### Dataset excerpt:
[Start]
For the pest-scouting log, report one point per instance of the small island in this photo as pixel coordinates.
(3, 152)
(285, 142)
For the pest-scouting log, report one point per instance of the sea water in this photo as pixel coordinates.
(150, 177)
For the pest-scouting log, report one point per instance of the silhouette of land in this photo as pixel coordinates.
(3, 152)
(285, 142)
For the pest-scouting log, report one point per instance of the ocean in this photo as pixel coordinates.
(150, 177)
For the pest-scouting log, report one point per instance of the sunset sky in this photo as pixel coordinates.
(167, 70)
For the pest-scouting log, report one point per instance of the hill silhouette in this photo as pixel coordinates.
[End]
[Start]
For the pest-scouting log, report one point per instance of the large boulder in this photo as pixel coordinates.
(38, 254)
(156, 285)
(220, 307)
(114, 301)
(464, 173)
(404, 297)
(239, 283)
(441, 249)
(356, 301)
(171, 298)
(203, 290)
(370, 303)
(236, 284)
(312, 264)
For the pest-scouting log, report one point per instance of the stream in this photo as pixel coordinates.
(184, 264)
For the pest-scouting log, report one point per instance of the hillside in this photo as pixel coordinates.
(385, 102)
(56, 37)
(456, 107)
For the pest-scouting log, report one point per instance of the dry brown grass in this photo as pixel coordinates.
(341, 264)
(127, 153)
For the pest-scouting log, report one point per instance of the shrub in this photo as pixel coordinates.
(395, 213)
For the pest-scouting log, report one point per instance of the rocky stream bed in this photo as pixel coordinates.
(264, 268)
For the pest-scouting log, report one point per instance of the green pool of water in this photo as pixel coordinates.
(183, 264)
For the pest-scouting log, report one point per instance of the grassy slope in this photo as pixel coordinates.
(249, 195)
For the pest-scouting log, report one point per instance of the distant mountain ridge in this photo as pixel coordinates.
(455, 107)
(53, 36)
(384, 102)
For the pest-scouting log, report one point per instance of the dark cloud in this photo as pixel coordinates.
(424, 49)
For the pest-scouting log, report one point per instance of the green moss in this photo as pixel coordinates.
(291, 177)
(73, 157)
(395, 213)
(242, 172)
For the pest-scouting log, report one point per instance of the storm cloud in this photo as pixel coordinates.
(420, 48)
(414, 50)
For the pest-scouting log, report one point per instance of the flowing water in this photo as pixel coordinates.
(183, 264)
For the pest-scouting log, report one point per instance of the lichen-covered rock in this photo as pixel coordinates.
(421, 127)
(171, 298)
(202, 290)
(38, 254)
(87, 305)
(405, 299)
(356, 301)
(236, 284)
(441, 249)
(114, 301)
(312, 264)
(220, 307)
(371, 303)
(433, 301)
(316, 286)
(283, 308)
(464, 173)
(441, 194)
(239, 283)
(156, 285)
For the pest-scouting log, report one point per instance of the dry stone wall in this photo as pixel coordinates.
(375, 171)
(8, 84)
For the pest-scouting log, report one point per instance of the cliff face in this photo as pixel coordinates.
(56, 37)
[End]
### PROBLEM:
Reproduce word for word the lines of the records above, beginning at the line that contains "island in this photo as pixel coordinates." and stopping after the line that contains "silhouette in this photo as pixel coordinates.". Include both of those lines.

### ANSWER TO THE TASK:
For the pest-scouting log, report one point per instance of the small island in this photo as pixel coordinates.
(3, 152)
(285, 142)
For the pest-scouting log, report one point per instance of the sea water in this photo as pixel coordinates.
(150, 177)
For the pest-scouting log, report one point per instance of the silhouette of land in this photo as pixel coordinates.
(3, 152)
(285, 142)
For the pest-scouting log, report one point per instance of the ocean in this photo as pixel coordinates.
(150, 177)
For the pest-scouting log, report one point per instance of the sunset sky in this photo as pixel coordinates.
(167, 70)
For the pest-scouting log, report one point per instance of the hill silhouette in this photo as pixel coordinates.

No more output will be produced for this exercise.